# KURZE AUFGABE 1
Gib aus dem Forumsthread unten alles von „Das funktioniert auf“ bis hinunter zu „Proxy händisch eintragen.“ unverändert wieder.

# AUSZUG FORUMSTHREAD
■ ■ ■ ■
# WLAN Content Filter + Benutzer Authentifizierung bei Smartphones



## chris4712 (22. Februar 2012)

Hallo!

Für eine Schule soll ein WLAN eingerichtet werden, mit folgenden Anforderungen:
1) Bestimmte Seiten sollen nicht erreichbar sein
2) Es muss nachvollzogen werden können wo welcher Benutzer war

Im Moment lösen wir dies mit pfSense + Squid + SqidGuard + LightSquid + WPAD.
Das funktioniert auf Notebooks wunderbar.

Nur die Smartphones, wie z.B. das iPhone tun sich mächtig schwer damit. WPAD geht schon mal gar nicht. Also muss ich den Proxy händisch eintragen.
Aber auch das Funktioniert beim iPhone nur sehr sporadisch.

Kennt irgendwer eine gescheite Lösung, die ohne clientseitigen Aufwand (viel Konfiguration der Notebooks / Smartphones) funktioniert?

Viele Grüße

Christian


----------



## sheel (22. Februar 2012)

Hi

Hardwarefirewalls
Brauchen beim Client überhaupt nichts.
(DHCP sollte vom Routerwerk aus schon gehen, damit nicht jeder eine IP einstellen muss).


----------



## chris4712 (22. Februar 2012)

sheel hat gesagt.:


> Hardwarefirewalls
> Brauchen beim Client überhaupt nichts.


Ist pfSense doch schon. Nur wie soll ich ohne Proxy Seiten sperren bzw. Inhalte sperren?


----------



## sheel (22. Februar 2012)

Sorry, falsch gedacht.


----------



## chris4712 (22. Februar 2012)

Kein ding 
Wäre ja schön gewesen wen


----------
■ ■ ■ ■
# KURZE AUFGABE 2
Gib jede Zeile der Auflistung unten zurück, die das Wort „hair“ enthält. Groß- und Kleinschreibung zählt.

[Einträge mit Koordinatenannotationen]
■ ■ ■ ■
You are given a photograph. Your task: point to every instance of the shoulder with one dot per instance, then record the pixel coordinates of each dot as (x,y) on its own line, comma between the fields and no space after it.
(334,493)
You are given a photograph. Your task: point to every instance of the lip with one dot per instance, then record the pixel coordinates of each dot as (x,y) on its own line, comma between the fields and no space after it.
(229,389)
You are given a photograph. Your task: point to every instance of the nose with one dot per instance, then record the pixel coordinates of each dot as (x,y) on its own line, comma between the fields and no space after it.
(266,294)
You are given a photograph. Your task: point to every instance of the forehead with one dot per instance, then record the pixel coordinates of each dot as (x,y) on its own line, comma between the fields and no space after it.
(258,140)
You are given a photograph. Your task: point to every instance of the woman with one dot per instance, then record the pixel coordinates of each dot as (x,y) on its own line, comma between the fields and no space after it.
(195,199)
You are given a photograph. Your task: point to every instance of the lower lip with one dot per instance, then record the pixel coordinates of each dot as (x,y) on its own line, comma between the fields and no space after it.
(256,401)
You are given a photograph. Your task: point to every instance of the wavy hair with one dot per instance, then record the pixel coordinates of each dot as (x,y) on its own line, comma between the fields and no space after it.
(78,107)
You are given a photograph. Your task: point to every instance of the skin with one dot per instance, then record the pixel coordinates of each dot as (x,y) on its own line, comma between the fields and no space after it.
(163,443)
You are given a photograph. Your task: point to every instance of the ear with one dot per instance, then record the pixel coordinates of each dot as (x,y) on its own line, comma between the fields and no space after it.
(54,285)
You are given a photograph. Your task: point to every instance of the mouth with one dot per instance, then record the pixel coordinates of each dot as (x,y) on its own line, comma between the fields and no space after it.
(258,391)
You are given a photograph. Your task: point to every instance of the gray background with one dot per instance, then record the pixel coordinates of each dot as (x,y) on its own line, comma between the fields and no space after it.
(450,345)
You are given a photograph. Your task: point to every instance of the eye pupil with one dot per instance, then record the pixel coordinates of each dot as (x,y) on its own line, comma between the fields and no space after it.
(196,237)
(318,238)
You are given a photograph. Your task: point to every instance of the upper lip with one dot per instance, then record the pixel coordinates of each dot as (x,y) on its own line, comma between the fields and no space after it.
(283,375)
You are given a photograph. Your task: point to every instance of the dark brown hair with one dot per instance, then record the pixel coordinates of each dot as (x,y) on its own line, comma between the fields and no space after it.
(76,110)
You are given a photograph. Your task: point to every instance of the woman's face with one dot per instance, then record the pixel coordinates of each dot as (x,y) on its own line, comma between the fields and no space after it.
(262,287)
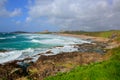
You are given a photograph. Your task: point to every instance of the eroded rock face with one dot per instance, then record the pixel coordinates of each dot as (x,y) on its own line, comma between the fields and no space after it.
(50,65)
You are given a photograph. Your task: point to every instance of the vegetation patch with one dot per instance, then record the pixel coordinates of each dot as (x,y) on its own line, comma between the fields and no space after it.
(106,70)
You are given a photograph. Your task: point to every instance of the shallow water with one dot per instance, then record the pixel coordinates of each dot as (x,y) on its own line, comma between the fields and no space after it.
(20,46)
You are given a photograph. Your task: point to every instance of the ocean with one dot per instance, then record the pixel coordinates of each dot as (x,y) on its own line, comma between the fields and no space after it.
(21,46)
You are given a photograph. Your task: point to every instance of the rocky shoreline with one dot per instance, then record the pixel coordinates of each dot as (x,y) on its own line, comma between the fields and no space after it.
(50,65)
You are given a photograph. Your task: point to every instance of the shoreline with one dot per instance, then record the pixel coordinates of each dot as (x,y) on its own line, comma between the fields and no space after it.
(85,37)
(50,65)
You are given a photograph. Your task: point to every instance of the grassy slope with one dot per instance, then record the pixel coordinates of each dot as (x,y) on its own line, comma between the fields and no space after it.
(107,70)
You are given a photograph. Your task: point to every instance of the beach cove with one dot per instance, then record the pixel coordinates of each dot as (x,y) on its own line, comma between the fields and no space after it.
(51,62)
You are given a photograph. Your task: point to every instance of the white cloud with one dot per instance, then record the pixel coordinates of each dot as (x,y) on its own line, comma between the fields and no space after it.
(5,13)
(78,14)
(28,19)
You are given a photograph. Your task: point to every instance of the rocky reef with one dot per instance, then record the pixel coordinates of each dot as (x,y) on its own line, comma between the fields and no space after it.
(50,65)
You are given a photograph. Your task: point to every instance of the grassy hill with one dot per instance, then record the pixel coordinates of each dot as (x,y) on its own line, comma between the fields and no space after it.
(107,70)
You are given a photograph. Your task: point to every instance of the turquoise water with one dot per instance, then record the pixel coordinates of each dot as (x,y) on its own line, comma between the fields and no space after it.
(21,46)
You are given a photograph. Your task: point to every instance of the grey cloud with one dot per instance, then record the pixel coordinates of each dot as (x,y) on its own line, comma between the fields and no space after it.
(5,13)
(78,14)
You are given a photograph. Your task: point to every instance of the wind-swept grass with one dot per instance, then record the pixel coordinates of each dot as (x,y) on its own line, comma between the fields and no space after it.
(107,70)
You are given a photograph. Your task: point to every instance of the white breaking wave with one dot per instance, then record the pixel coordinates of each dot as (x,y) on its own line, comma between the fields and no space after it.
(2,38)
(9,56)
(42,39)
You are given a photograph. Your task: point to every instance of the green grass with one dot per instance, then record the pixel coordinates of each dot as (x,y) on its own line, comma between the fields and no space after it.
(107,70)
■ ■ ■ ■
# ERWARTETE AUSGABE 1
Das funktioniert auf Notebooks wunderbar.

Nur die Smartphones, wie z.B. das iPhone tun sich mächtig schwer damit. WPAD geht schon mal gar nicht. Also muss ich den Proxy händisch eintragen.

# ERWARTETE AUSGABE 2
You are given a photograph. Your task: point to every instance of the wavy hair with one dot per instance, then record the pixel coordinates of each dot as (x,y) on its own line, comma between the fields and no space after it.
You are given a photograph. Your task: point to every instance of the dark brown hair with one dot per instance, then record the pixel coordinates of each dot as (x,y) on its own line, comma between the fields and no space after it.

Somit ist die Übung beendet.